Work to do
Will you quote all of the entries, word for word?

Data for processing

%%

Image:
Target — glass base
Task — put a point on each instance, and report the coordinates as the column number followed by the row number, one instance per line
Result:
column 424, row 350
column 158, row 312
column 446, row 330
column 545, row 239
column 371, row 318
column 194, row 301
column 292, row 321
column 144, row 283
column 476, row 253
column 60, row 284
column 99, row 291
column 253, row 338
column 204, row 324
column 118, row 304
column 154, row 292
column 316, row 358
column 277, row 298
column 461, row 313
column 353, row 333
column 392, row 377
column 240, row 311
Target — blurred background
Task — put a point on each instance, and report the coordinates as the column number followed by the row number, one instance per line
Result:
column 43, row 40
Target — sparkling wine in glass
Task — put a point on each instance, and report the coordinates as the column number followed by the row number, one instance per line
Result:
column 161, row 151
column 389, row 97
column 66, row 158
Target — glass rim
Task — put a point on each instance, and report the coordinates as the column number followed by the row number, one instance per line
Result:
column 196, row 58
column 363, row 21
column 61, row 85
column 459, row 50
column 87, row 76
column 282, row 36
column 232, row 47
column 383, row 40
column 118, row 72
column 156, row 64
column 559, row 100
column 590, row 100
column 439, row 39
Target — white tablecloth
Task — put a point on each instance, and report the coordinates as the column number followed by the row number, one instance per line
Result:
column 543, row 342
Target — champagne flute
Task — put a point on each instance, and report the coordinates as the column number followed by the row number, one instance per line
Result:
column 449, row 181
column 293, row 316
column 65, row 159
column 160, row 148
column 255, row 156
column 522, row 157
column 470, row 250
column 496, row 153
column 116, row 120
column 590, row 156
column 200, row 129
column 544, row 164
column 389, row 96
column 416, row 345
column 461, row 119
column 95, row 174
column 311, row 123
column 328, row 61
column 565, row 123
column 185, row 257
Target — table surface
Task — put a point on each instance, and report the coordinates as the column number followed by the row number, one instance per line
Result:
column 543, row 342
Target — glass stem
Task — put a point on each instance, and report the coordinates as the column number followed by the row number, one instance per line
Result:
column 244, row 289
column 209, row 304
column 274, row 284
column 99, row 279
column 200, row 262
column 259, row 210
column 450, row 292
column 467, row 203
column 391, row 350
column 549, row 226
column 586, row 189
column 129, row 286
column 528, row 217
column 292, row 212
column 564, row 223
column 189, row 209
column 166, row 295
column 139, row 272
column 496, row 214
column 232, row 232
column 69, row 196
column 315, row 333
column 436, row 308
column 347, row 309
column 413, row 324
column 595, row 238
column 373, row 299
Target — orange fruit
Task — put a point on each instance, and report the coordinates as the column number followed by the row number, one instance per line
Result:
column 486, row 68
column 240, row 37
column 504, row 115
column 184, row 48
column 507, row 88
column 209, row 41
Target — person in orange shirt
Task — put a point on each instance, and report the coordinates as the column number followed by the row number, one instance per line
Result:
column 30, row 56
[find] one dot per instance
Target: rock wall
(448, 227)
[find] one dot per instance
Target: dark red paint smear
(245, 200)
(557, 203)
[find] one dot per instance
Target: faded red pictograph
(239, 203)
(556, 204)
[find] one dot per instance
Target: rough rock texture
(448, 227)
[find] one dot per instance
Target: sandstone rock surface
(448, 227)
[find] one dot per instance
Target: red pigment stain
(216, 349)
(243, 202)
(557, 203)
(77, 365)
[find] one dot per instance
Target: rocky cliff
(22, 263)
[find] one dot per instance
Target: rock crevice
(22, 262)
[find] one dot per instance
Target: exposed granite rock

%%

Solution
Image:
Target — glass base
Task — put a point on each instance, and report the coordinates as the column number followed by the row number, one instance per line
Result:
column 424, row 350
column 158, row 312
column 446, row 330
column 545, row 239
column 371, row 318
column 194, row 301
column 292, row 321
column 144, row 283
column 476, row 253
column 60, row 284
column 99, row 291
column 253, row 338
column 204, row 324
column 118, row 304
column 154, row 292
column 316, row 358
column 277, row 298
column 461, row 313
column 353, row 333
column 392, row 377
column 240, row 311
Target — blurred background
Task — put a point on each instance, and report the coordinates as the column number followed by the row number, one instance per line
Result:
column 43, row 40
Target — sparkling wine in glass
Task — put a point on each instance, and report the coordinates as the column number followed by the row number, one instance per line
Result:
column 161, row 151
column 389, row 97
column 66, row 158
Target — glass rim
Task — put a point on each instance, and report the coordinates as the column number followed by the row number, one instance per line
Result:
column 196, row 58
column 363, row 21
column 61, row 85
column 459, row 50
column 87, row 76
column 282, row 36
column 232, row 47
column 383, row 40
column 118, row 72
column 156, row 64
column 559, row 100
column 590, row 100
column 439, row 39
Target — white tablecloth
Task — put a point on each instance, and report the coordinates as the column number followed by the row number, one instance per line
Result:
column 543, row 342
Target — champagne flute
Task — put a point on each instance, and report the coordinates as the column number followed by the row number, one instance per line
Result:
column 449, row 181
column 293, row 316
column 65, row 159
column 160, row 148
column 255, row 156
column 522, row 157
column 470, row 250
column 496, row 153
column 116, row 120
column 590, row 156
column 200, row 129
column 544, row 164
column 389, row 96
column 416, row 345
column 461, row 119
column 95, row 174
column 311, row 123
column 328, row 61
column 565, row 123
column 185, row 257
Target — table surface
Task — put a point on each instance, and report the coordinates as the column number followed by the row number, one instance per line
Result:
column 543, row 342
Target — glass stem
Task — put a point on each instance, and report the coordinates as the column number followed by the row number, one instance per line
Result:
column 244, row 289
column 209, row 304
column 274, row 284
column 99, row 279
column 200, row 262
column 259, row 210
column 450, row 292
column 467, row 203
column 391, row 350
column 549, row 226
column 586, row 189
column 129, row 286
column 528, row 217
column 292, row 212
column 564, row 223
column 189, row 209
column 166, row 295
column 139, row 272
column 496, row 214
column 232, row 232
column 69, row 196
column 315, row 333
column 436, row 308
column 347, row 309
column 413, row 324
column 595, row 238
column 373, row 299
Target — orange fruit
Task — put a point on each instance, and report the coordinates as the column number followed by the row number, one instance per line
Result:
column 486, row 68
column 240, row 37
column 504, row 115
column 184, row 48
column 507, row 88
column 209, row 41
Target — person in orange shirt
Task — put a point on each instance, and report the coordinates as the column number followed by the row number, one instance per line
Result:
column 30, row 56
[find] one dot per instance
Target: rock wall
(448, 227)
[find] one dot per instance
Target: dark red paint smear
(245, 200)
(557, 203)
[find] one dot per instance
Target: faded red pictograph
(239, 203)
(556, 204)
[find] one dot per instance
Target: rough rock texture
(448, 227)
[find] one dot per instance
Target: sandstone rock surface
(448, 227)
[find] one dot per instance
Target: red pigment stain
(216, 349)
(243, 202)
(557, 203)
(77, 365)
[find] one dot per instance
Target: rocky cliff
(22, 263)
[find] one dot per instance
Target: rock crevice
(22, 262)
[find] one dot per instance
Target: exposed granite rock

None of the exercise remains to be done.